(GIVEN TASK):
Can you find every line in the records below that contains the word "green" and copy each one out? Case counts.

(THE DATA):
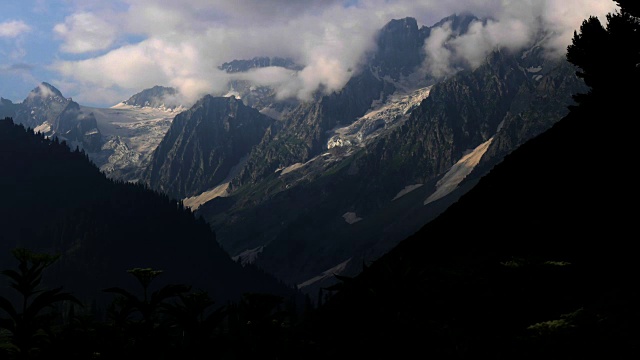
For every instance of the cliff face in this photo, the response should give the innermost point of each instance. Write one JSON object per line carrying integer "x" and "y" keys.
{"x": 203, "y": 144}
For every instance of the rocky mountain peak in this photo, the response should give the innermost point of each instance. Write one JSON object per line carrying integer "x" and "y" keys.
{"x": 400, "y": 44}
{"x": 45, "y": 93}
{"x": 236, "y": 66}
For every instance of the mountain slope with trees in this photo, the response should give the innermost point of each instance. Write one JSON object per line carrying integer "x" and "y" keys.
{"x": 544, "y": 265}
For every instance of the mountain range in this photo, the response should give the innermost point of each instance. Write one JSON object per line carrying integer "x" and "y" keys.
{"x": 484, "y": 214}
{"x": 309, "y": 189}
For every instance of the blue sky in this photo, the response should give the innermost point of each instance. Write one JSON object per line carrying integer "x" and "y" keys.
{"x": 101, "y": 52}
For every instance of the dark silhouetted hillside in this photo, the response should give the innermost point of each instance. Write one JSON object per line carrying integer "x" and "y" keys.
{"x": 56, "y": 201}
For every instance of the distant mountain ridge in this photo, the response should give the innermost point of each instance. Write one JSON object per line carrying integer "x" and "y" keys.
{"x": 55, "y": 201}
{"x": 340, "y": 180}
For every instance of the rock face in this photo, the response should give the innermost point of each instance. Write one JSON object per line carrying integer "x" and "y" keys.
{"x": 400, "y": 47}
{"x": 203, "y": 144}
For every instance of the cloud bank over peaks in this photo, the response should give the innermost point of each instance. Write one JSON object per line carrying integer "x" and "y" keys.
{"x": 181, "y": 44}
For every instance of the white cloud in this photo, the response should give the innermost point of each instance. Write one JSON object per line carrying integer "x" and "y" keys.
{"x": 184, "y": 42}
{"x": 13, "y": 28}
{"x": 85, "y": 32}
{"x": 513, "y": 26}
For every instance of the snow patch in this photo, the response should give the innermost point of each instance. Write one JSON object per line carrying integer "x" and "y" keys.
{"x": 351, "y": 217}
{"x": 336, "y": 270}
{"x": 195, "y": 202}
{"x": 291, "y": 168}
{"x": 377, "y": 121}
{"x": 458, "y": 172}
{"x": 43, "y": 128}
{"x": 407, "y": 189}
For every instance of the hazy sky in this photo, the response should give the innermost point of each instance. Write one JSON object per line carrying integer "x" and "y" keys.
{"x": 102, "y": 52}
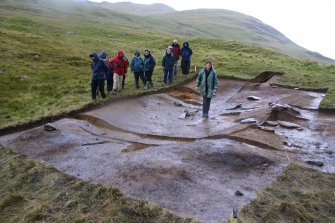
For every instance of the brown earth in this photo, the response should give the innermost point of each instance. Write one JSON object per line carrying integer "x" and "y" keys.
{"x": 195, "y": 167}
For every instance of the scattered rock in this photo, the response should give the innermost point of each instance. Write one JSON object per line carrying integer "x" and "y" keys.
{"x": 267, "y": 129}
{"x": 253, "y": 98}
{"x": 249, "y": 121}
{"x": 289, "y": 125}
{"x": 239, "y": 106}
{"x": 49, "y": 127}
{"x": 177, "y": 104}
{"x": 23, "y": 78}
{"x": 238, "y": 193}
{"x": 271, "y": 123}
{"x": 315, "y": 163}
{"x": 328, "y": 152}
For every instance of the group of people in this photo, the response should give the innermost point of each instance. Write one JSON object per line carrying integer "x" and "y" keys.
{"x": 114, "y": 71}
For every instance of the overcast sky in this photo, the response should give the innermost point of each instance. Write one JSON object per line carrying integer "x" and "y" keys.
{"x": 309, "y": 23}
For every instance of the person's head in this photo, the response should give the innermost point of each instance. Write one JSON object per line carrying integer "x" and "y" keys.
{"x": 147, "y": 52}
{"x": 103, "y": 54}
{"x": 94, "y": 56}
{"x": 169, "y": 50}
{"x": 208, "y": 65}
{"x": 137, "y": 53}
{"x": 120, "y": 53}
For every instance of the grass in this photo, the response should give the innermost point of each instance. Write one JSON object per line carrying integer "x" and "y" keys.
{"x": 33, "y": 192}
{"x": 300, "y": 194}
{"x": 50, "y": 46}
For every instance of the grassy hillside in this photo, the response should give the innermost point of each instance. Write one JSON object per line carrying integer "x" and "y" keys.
...
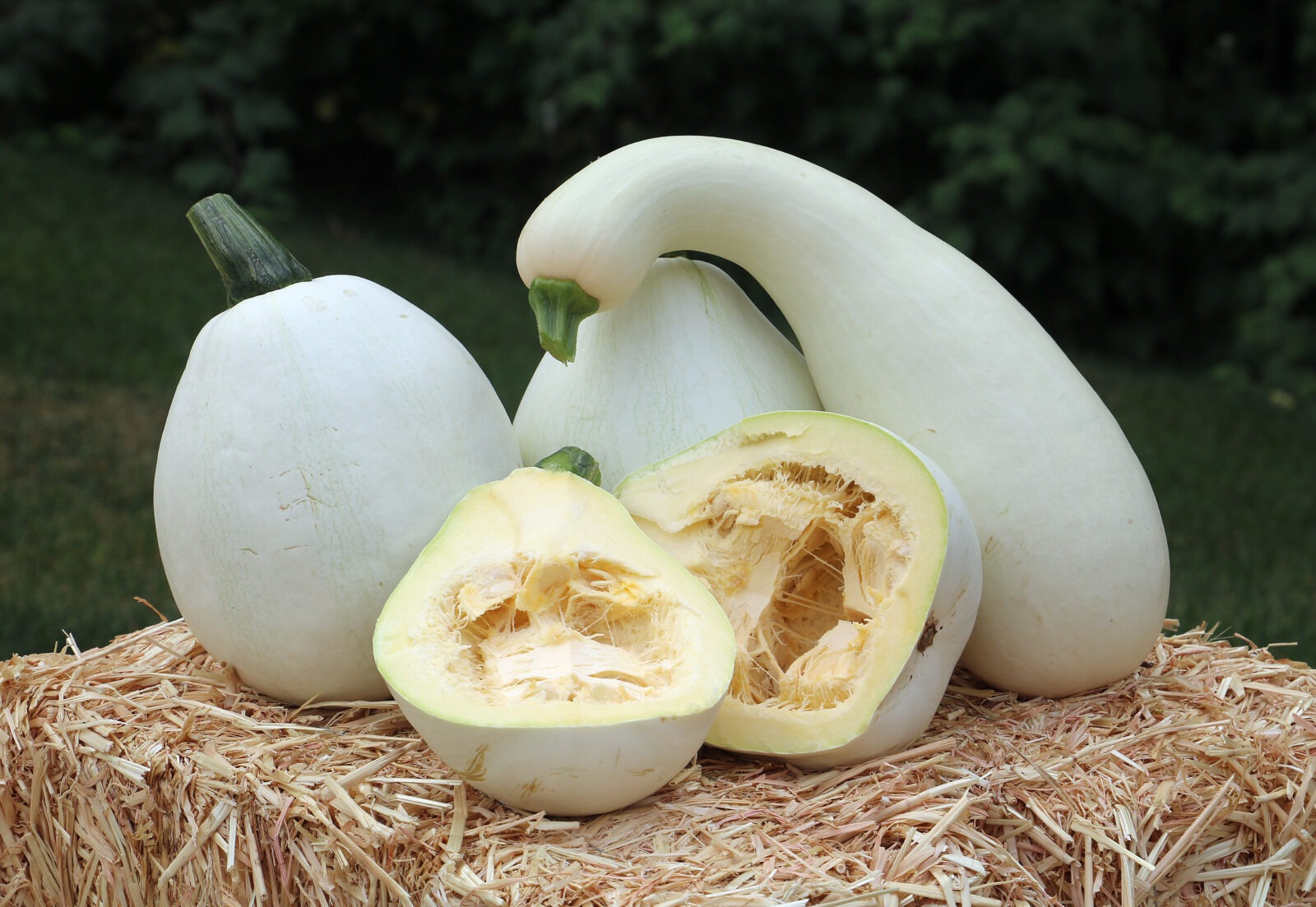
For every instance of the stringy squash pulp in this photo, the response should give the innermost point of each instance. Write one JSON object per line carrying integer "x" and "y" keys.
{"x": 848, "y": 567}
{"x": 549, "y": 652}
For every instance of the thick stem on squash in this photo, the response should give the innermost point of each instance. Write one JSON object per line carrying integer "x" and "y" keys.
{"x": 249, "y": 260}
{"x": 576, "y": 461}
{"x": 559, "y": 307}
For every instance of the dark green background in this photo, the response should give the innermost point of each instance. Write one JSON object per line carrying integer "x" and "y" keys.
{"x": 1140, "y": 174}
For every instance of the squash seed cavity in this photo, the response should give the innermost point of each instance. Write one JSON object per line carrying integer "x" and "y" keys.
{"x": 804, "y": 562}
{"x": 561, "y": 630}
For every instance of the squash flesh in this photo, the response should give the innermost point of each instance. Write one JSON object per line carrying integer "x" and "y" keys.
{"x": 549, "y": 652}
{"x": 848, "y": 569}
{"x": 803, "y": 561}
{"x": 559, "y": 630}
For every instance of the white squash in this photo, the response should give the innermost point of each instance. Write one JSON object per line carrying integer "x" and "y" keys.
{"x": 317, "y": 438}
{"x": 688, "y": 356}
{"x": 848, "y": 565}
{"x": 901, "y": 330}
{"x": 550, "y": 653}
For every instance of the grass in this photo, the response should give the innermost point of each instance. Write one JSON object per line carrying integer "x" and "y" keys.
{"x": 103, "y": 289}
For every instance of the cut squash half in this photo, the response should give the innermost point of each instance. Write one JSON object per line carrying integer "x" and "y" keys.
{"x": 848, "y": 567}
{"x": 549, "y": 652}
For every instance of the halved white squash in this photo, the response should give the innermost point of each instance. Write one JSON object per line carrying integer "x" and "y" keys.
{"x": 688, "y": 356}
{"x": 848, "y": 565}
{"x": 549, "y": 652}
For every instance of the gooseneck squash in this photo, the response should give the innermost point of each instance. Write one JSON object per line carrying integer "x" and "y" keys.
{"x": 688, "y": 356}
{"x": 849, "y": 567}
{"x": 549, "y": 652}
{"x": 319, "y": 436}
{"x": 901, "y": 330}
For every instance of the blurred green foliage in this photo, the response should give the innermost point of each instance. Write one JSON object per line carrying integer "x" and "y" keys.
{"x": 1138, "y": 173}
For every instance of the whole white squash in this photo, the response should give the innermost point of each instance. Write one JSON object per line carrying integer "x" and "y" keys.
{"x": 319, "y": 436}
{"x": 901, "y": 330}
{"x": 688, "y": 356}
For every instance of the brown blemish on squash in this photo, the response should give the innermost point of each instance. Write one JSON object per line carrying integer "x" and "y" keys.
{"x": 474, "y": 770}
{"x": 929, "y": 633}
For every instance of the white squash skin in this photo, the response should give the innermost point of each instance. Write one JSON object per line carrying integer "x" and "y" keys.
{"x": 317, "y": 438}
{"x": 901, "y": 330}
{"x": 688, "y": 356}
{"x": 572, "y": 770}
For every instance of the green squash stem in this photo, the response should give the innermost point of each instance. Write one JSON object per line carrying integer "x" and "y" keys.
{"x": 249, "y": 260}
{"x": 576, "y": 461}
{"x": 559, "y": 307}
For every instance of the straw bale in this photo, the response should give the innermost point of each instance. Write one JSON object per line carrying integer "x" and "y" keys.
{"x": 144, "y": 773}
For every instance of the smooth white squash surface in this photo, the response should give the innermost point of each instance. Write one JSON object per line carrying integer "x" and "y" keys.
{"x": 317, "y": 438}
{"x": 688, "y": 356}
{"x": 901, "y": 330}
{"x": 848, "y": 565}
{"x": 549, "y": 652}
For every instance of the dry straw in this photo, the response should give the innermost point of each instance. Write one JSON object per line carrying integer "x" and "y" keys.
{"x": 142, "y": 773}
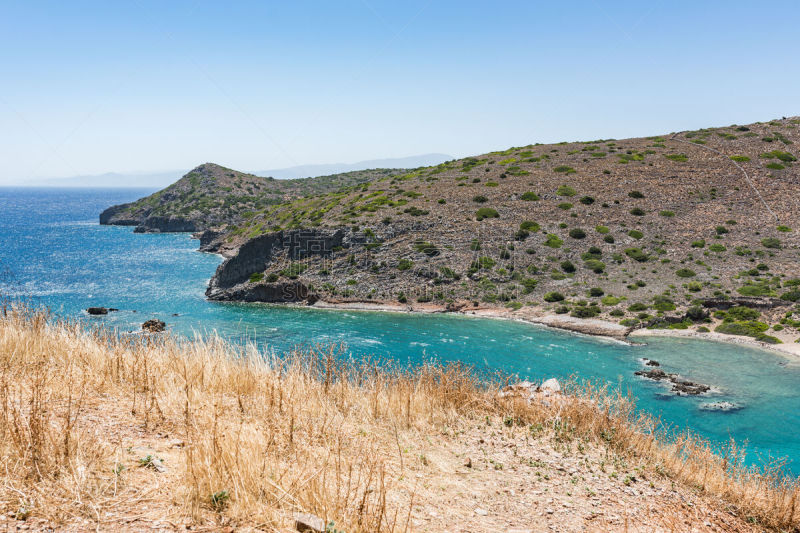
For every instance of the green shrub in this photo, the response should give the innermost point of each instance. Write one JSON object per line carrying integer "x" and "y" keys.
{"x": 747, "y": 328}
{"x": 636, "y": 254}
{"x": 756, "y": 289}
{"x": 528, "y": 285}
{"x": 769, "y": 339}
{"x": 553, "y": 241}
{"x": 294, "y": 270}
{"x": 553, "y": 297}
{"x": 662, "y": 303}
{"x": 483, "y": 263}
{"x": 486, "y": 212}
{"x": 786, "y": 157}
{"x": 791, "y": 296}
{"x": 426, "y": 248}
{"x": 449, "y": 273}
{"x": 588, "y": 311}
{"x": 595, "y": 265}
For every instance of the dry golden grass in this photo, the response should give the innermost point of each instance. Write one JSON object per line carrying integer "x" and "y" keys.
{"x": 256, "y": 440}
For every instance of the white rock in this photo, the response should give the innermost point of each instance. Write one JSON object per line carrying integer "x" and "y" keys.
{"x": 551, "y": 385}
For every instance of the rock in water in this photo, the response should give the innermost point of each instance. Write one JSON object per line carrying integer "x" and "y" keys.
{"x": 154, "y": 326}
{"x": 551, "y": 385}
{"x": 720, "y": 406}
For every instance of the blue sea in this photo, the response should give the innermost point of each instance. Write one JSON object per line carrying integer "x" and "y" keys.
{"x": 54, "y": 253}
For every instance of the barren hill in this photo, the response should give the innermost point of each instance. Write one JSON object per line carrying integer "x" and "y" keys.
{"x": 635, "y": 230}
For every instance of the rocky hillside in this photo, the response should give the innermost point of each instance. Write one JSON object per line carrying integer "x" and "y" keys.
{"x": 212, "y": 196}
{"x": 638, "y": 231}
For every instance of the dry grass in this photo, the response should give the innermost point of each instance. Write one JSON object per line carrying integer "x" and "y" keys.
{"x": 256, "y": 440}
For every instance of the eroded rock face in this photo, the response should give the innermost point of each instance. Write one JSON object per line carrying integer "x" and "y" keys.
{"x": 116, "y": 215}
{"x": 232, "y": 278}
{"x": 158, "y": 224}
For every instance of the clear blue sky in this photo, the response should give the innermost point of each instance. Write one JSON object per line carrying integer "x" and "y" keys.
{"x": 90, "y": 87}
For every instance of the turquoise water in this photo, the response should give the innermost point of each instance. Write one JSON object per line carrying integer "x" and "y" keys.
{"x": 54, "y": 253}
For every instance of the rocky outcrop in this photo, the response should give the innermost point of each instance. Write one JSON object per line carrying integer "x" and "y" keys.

(EXERCISE RESULT):
For every instance of the dark green background in this photo, the response should give the innermost point of each instance. Write one JSON object per line carrying integer "x" and "y" keys.
For every instance of the blurred green foliage in this photo, the response should give the innermost point of each instance. Write one JSON object per line carrying integer "x" and "y" keys.
For every instance of the green squash stem in this photo, the response should give the innermost point of each instance. Write one JSON object per line carrying integer "x" and "y" keys.
For every instance of the green shrub in this photo, the response should give the innermost point of each instance. Write one JSON object per line carrying integer "x" and "y" keys.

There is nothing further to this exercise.